TEXT SHOWN:
──────────

The Chandler tract was therefore open to the location of the scrip, and had been adequately surveyed. The location of the scrip was permissible, and the patent was and is valid.

We come, then, to the question which is of more general interest to the United States, and the one which constitutes the direct object of the bill, and this is whether the ownership of the mainland carries with it the title to the islands lying between it and the thread of the stream. At this point it seems proper to note an aspect of the case which otherwise it might be thought we had overlooked. It will be seen from what follows that we are of the opinion that the United States has neither the legal or equitable title in the bed of the stream or in these islands, and consequently has not such an interest in the land as is required to support a bill to remove a cloud upon a title. In short, we think the title is in the state of Michigan, if the state has not yielded it to the riparian owner. But this defense, if it be one, has not been raised or discussed by counsel, who have preferred to ignore it. And, as there is a colorable case for the presentation of the merits of the principal question, we have concluded to examine and decide it. But the principles upon which our decision must rest were long since settled, and it seems to us singular that the Department of the Interior requires any fresh judicial declaration of them. The relevant propositions established by the decisions of the Supreme Court of the United States, as we understand them to be, are:

(1) The original states which united under the Constitution owned. the land submerged by the navigable waters within their respective boundaries in right of their sovereignty.

(2) This ownership was not surrendered by their union, and remained unaffected thereby except to the extent that they might be affected by the exercise of the power delegated to the United States to regulate commerce between the states and between the states and foreign countries.

(3) Upon the acquisition of territory by the United States, such new territory was held, the terra firma as well as the submerged lands, in trust for the several new states which should thereafter. be formed of such territory, subject, however, to the right retained by the United. States on parting with it to sell the land for revenue, and this doubtless included lands in islands as well as elsewhere, which the United States should regard as valuable and claim for itself.

(4) This trust was executed by the United States, and the ownership of the submerged lands relinquished when any state thus formed should be admitted into the Union, for upon such admission the new state was entitled to the same rights of sovereignty and be upon an equal footing "in all respects" with the original states. And this was one of the express conditions of the deed of cession executed March 1, 1784, by the

state of Virginia to the United States, of the Northwest Territory, out of which the state of Michigan was formed.

──────────

DATA EXCERPTS:
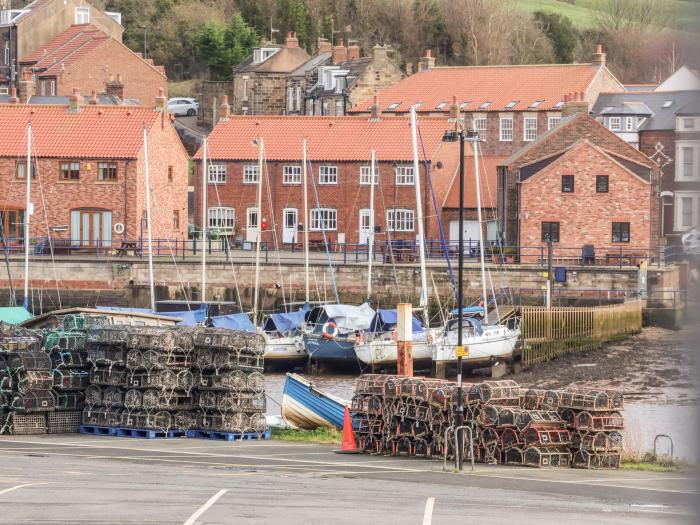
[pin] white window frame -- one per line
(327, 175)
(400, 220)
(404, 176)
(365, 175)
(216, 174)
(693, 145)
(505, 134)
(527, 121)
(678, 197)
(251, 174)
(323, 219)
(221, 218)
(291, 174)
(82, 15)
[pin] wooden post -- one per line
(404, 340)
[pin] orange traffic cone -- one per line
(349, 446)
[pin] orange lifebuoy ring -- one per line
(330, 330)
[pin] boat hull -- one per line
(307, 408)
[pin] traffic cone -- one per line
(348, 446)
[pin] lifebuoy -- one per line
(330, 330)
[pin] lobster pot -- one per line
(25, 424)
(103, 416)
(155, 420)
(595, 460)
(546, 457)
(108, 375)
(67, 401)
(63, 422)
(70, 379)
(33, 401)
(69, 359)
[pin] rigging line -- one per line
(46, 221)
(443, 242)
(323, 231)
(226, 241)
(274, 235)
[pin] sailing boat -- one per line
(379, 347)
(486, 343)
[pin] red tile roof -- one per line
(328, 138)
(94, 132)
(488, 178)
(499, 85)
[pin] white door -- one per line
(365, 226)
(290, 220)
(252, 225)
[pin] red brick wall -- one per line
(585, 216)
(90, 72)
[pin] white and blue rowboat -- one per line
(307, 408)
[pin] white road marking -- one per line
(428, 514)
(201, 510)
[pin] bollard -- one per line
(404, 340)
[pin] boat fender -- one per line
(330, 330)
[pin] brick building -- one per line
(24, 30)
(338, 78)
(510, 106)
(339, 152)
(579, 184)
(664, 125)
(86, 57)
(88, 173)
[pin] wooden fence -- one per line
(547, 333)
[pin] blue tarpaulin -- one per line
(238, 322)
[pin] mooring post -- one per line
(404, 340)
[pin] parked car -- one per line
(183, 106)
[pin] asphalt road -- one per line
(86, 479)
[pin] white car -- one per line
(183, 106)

──────────

SHORT EXERCISE:
Answer these from the text on title to the islands:
(a) In whom does the court think title to the stream bed and the islands lies?
(b) On what date was Virginia's deed of cession of the Northwest Territory executed?
(c) What does the court conclude about the patent on the Chandler tract?
The data above comes from a separate source.

EXPECTED ANSWER:
(a) The state of Michigan, if the state has not yielded it to the riparian owner.
(b) March 1, 1784.
(c) The patent was and is valid.